## Object pointing dataset rows
## Start
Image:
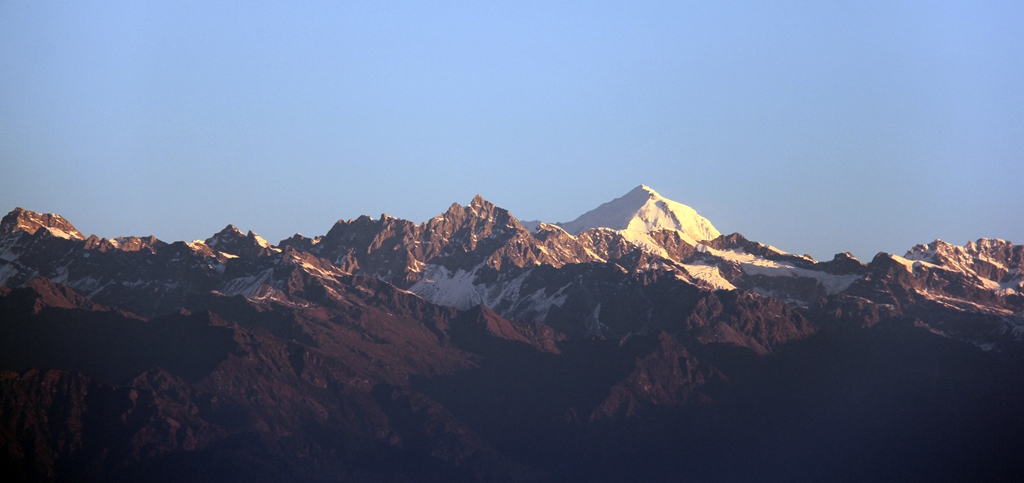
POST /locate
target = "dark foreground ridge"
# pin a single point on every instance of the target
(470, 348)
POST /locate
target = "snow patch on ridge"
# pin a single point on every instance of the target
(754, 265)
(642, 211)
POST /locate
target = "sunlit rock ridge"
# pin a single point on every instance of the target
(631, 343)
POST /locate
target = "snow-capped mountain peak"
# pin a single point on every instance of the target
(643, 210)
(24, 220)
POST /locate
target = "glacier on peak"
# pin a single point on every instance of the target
## End
## Exercise details
The records above must be echoed exactly, minus their pictures.

## Complete answer
Image:
POST /locate
target = "dark foreground ridge"
# pin a single point on every instance of the target
(470, 348)
POST /locate
target = "snow patch on ridge"
# pin a single point on every instance of the target
(754, 265)
(642, 211)
POST /locate
target = "sunlit rock ridge"
# pin a single point on every instance of the target
(631, 343)
POST /locate
target = "snow-capped mountain peak"
# pin a single point on every instance of the target
(643, 210)
(24, 220)
POST /locate
target = "glacier on peak"
# pin a single point on every instance of the target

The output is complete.